* WORK TO COMPLETE *
Repeat each of these records exactly.

Stored data entries
════

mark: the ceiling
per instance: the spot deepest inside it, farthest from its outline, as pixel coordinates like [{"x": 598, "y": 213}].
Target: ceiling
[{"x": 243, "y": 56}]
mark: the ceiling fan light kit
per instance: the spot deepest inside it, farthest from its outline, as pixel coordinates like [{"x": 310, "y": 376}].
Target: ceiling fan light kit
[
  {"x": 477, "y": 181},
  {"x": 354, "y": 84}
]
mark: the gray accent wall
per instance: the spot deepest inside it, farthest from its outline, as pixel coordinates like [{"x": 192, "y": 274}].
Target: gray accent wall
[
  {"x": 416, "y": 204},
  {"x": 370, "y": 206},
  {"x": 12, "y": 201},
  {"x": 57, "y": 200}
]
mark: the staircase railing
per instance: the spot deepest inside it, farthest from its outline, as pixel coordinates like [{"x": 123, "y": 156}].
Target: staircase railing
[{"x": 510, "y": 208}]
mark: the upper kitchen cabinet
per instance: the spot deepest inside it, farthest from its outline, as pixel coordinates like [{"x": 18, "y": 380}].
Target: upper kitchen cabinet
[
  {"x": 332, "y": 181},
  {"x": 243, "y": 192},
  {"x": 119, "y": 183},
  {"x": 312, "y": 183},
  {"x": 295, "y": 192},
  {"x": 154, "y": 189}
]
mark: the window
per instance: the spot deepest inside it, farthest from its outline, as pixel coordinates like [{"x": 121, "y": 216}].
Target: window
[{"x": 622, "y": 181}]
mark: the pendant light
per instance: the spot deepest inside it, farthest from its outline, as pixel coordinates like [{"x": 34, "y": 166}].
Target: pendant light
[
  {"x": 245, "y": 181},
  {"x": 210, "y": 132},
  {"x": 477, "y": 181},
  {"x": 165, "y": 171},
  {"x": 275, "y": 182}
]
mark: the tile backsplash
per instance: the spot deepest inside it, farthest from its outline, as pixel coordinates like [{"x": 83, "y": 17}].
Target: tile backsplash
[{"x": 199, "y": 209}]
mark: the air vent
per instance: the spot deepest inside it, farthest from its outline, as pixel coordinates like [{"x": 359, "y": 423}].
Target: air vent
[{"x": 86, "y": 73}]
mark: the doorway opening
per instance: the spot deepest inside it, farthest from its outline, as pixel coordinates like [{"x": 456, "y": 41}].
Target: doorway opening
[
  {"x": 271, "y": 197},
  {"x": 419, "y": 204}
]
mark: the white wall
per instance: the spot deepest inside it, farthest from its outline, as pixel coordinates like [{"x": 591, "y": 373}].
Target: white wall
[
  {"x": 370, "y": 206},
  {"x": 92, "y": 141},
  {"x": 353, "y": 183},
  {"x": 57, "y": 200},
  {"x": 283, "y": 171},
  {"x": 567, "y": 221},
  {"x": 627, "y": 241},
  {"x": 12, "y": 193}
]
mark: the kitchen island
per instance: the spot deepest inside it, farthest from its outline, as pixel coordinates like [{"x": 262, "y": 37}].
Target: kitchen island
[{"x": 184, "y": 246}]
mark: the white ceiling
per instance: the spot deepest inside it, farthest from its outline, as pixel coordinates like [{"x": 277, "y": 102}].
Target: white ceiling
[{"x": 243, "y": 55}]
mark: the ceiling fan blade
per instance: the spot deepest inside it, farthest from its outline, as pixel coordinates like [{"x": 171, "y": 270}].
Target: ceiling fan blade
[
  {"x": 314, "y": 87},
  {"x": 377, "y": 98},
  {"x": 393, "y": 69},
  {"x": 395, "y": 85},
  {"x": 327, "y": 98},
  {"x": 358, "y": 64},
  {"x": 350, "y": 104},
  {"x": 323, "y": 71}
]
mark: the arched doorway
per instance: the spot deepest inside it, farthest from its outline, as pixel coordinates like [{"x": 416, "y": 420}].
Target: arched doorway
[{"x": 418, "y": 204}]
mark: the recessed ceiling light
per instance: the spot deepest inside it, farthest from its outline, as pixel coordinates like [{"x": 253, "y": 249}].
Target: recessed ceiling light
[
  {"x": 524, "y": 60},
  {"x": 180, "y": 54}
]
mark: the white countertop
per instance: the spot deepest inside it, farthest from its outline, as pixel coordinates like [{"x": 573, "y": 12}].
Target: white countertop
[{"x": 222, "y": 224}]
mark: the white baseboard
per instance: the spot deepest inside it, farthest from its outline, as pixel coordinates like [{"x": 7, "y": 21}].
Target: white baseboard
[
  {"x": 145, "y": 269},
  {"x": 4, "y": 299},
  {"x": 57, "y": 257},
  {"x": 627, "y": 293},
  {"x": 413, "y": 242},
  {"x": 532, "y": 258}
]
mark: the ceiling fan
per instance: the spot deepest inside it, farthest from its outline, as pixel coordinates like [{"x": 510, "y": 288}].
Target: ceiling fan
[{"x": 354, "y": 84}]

════

* ANSWER FOR THIS EXERCISE *
mark: the ceiling
per instance: the spot deepest inside it, farthest from its outline, as pixel coordinates like [{"x": 598, "y": 213}].
Target: ceiling
[{"x": 243, "y": 56}]
mark: the ceiling fan light kit
per instance: the spot deepest inside it, farthest from its outline, as pixel coordinates like [{"x": 310, "y": 376}].
Target: ceiling fan light kit
[
  {"x": 477, "y": 181},
  {"x": 354, "y": 84}
]
mark: the gray accent wall
per instance: the spot deepest inside it, farthest from its outline, as pixel coordinates like [{"x": 192, "y": 274}].
Target: gray accent wall
[
  {"x": 416, "y": 204},
  {"x": 370, "y": 206},
  {"x": 12, "y": 201},
  {"x": 57, "y": 200}
]
mark: the staircase railing
per instance: the spot deepest inside it, farthest from its outline, as pixel coordinates like [{"x": 123, "y": 156}].
Target: staircase railing
[{"x": 510, "y": 208}]
mark: the upper kitchen cabinet
per instance: the spot deepest inside it, farthest from its outline, as pixel coordinates like [{"x": 18, "y": 380}].
Target: upper kitchen cabinet
[
  {"x": 332, "y": 181},
  {"x": 243, "y": 192},
  {"x": 119, "y": 183},
  {"x": 312, "y": 183},
  {"x": 295, "y": 192},
  {"x": 154, "y": 189}
]
mark: the window
per instance: the spot deepest inside it, farthest from its outline, as pixel coordinates like [{"x": 121, "y": 216}].
Target: window
[{"x": 622, "y": 181}]
mark: the pendant light
per instance: the spot deepest inside it, farthest from its outline, as pixel coordinates like [{"x": 34, "y": 166}].
Target: pendant light
[
  {"x": 245, "y": 181},
  {"x": 210, "y": 132},
  {"x": 477, "y": 181},
  {"x": 165, "y": 171},
  {"x": 275, "y": 182}
]
mark: the tile backsplash
per instance: the spot deepest inside it, farthest from its outline, as pixel coordinates like [{"x": 83, "y": 17}].
Target: tile backsplash
[{"x": 199, "y": 209}]
mark: the air vent
per instance: the spot deepest inside it, farthest from its outline, as pixel coordinates like [{"x": 359, "y": 423}].
Target: air vent
[{"x": 86, "y": 73}]
mark: the doorway opening
per instance: the spot deepest inside it, farthest from its outline, as pixel coordinates like [{"x": 456, "y": 41}].
Target: doorway opening
[
  {"x": 271, "y": 197},
  {"x": 419, "y": 204}
]
mark: the white wall
per instance: the spot deepest inside it, farthest from its outline, as pixel coordinates like [{"x": 591, "y": 373}].
Target: white wall
[
  {"x": 370, "y": 206},
  {"x": 92, "y": 141},
  {"x": 353, "y": 183},
  {"x": 57, "y": 200},
  {"x": 283, "y": 171},
  {"x": 567, "y": 221},
  {"x": 627, "y": 241},
  {"x": 12, "y": 193}
]
mark: the kitchen island
per instance: the spot deepest inside it, farthest from its outline, as pixel coordinates like [{"x": 262, "y": 37}].
Target: kitchen island
[{"x": 184, "y": 246}]
mark: the white ceiling
per instance: the spot deepest inside it, farthest from its outline, as pixel coordinates like [{"x": 277, "y": 102}].
Target: white ceiling
[{"x": 243, "y": 55}]
mark: the ceiling fan blade
per instance: the spot deepest inside it, farthest from its outline, as pixel coordinates like [{"x": 171, "y": 270}].
Target: ceiling fan blade
[
  {"x": 314, "y": 87},
  {"x": 377, "y": 98},
  {"x": 393, "y": 69},
  {"x": 395, "y": 85},
  {"x": 327, "y": 98},
  {"x": 358, "y": 64},
  {"x": 350, "y": 104},
  {"x": 323, "y": 71}
]
mark: the arched doorway
per instance: the spot deepest inside it, farthest from its outline, as pixel coordinates like [{"x": 416, "y": 420}].
Target: arched doorway
[{"x": 418, "y": 204}]
mark: the recessed ceiling light
per instance: the spot deepest inside it, farthest from its outline, as pixel coordinates like [{"x": 253, "y": 249}].
Target: recessed ceiling light
[
  {"x": 524, "y": 60},
  {"x": 180, "y": 54}
]
mark: the white countertop
per instance: the spot deepest inside it, farthest from its outline, as pixel coordinates like [{"x": 573, "y": 12}].
Target: white countertop
[{"x": 222, "y": 224}]
mark: the white baseboard
per instance: the spot deepest inside it, farthest from its outline, as pixel coordinates like [{"x": 7, "y": 21}].
Target: white baseboard
[
  {"x": 145, "y": 269},
  {"x": 4, "y": 299},
  {"x": 57, "y": 257},
  {"x": 627, "y": 293},
  {"x": 413, "y": 242},
  {"x": 532, "y": 258}
]
mark: the ceiling fan
per instance: the spot deepest inside it, farthest from its outline, as pixel coordinates like [{"x": 510, "y": 288}].
Target: ceiling fan
[{"x": 354, "y": 84}]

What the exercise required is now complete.